__Your objective__:
Output only the lines from the one holding "Please indicate the neighboring" to the end of the data below, please, copied exactly.

Point annotation records:
/---

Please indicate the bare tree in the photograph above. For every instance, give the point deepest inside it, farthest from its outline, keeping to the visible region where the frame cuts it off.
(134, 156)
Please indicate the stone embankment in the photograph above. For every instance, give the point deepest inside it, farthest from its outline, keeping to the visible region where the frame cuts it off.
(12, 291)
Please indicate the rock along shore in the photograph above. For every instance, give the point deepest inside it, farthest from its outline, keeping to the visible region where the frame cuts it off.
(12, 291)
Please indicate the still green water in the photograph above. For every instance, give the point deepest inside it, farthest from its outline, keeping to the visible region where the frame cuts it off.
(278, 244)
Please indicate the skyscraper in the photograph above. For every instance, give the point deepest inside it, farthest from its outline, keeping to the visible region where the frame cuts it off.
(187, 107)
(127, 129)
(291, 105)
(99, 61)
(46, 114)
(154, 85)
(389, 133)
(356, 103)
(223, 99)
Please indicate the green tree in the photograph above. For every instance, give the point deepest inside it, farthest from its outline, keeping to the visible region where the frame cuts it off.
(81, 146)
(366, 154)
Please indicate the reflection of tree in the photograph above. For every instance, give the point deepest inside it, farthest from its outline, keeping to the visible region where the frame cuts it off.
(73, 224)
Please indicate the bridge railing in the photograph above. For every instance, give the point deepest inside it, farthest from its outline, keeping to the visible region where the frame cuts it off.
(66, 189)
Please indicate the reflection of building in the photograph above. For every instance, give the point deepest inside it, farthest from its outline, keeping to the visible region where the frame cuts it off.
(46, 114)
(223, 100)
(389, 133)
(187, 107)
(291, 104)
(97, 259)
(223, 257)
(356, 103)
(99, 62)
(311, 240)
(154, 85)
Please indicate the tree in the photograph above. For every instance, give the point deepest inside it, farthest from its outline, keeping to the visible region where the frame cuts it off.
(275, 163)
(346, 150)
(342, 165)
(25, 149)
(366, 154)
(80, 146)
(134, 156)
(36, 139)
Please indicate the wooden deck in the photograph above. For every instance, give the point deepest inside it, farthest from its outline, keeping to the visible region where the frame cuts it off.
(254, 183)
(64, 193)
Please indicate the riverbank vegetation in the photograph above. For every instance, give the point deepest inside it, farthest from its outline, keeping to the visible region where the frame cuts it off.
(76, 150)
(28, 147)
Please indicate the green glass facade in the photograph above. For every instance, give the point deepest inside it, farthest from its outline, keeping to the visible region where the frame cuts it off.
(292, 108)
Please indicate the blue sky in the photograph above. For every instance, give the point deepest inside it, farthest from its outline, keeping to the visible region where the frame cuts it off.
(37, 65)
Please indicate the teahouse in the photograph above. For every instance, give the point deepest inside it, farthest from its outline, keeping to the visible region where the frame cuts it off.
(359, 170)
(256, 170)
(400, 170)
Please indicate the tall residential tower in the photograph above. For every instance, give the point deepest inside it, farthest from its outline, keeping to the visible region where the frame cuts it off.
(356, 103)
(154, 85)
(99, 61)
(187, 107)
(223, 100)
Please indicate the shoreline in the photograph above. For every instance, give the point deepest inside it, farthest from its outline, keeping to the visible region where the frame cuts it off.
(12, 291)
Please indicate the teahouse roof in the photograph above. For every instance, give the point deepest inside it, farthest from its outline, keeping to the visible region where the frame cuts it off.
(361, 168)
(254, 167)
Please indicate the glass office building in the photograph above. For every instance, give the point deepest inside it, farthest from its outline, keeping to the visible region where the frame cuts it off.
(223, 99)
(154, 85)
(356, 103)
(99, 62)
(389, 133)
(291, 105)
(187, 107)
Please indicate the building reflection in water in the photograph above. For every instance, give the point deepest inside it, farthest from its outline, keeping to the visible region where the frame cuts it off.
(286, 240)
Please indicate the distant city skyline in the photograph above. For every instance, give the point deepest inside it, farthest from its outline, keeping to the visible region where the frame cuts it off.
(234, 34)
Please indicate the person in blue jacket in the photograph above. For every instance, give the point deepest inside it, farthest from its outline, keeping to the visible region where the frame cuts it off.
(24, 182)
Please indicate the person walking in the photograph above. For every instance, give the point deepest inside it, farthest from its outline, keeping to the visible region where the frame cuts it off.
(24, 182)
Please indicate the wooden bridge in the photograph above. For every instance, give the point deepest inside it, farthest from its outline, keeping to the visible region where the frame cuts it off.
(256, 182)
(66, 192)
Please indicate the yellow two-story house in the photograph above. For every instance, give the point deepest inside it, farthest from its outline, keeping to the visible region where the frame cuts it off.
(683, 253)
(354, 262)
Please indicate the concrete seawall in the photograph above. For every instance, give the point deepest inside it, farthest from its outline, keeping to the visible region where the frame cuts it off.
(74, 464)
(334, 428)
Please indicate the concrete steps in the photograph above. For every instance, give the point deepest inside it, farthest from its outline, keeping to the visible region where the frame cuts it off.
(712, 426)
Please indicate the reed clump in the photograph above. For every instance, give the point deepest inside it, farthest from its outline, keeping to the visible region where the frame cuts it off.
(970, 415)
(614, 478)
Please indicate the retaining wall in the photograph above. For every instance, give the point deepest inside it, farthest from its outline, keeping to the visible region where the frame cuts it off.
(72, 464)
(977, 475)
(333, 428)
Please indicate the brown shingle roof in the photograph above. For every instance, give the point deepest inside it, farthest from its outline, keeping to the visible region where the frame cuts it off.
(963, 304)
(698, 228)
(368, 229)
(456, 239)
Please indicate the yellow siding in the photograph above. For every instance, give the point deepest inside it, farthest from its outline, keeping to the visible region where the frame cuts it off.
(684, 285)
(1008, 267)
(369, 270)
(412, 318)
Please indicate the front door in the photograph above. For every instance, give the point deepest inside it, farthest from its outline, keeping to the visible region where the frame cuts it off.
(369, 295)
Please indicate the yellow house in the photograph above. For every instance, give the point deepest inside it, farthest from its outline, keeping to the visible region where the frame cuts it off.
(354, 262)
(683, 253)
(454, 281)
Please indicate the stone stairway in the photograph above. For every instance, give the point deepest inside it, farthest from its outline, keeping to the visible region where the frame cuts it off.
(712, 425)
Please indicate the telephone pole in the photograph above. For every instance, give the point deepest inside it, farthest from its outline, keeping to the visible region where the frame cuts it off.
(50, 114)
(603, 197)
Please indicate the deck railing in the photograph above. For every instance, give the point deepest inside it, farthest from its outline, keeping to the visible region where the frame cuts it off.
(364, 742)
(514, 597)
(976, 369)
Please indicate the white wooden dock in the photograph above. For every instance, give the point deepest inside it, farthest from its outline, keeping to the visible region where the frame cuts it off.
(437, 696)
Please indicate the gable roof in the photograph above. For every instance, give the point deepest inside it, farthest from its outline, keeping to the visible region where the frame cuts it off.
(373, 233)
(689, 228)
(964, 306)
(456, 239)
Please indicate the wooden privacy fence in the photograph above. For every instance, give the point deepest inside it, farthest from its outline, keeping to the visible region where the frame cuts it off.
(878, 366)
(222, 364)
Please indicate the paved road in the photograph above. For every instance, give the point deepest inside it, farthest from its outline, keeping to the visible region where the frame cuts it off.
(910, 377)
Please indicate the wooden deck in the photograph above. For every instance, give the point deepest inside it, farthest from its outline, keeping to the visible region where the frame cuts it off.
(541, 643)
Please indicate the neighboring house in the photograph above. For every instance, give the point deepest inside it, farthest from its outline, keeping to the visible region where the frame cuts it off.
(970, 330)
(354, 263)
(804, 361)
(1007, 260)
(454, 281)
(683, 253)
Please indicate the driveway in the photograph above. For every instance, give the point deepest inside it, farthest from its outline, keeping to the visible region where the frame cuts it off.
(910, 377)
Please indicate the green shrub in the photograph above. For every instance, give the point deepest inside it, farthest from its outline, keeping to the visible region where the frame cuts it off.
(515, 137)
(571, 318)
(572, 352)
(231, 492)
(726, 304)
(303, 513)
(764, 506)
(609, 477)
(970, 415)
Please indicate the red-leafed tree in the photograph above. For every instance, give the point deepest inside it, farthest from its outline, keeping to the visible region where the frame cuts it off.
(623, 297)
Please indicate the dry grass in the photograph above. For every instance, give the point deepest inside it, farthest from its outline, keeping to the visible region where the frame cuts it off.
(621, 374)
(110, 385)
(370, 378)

\---

__Task result__:
Please indicate the neighboring house in the photograph above. For every instance, give the point deepest inside it, farthest from its outline, keeping to the visible region where the frame cuts it off.
(970, 330)
(354, 263)
(804, 361)
(1007, 260)
(454, 281)
(683, 253)
Please indicate the driveway in the photograph above. For every instance, give the point deepest inside it, farthest from its outline, keeping to the visible region where the frame cuts it off.
(910, 377)
Please indicate the green shrub in the photograph above. For every instance, give the point deepest inside it, farthest from its outline, keeping to the visible region where the frame cuts it off.
(515, 137)
(571, 318)
(572, 352)
(231, 492)
(726, 304)
(303, 513)
(764, 506)
(609, 477)
(970, 415)
Please indicate the red-leafed tree in the photograph above. For every instance, give the point deepest inside it, farthest from its outline, keeping to the visible region where the frame cuts it off.
(623, 297)
Please indicate the dry grass in the photograph above. For every instance, give the point deepest inside it, farthest from its outline, keeping to the visible region where the frame cuts it off.
(621, 374)
(110, 385)
(370, 378)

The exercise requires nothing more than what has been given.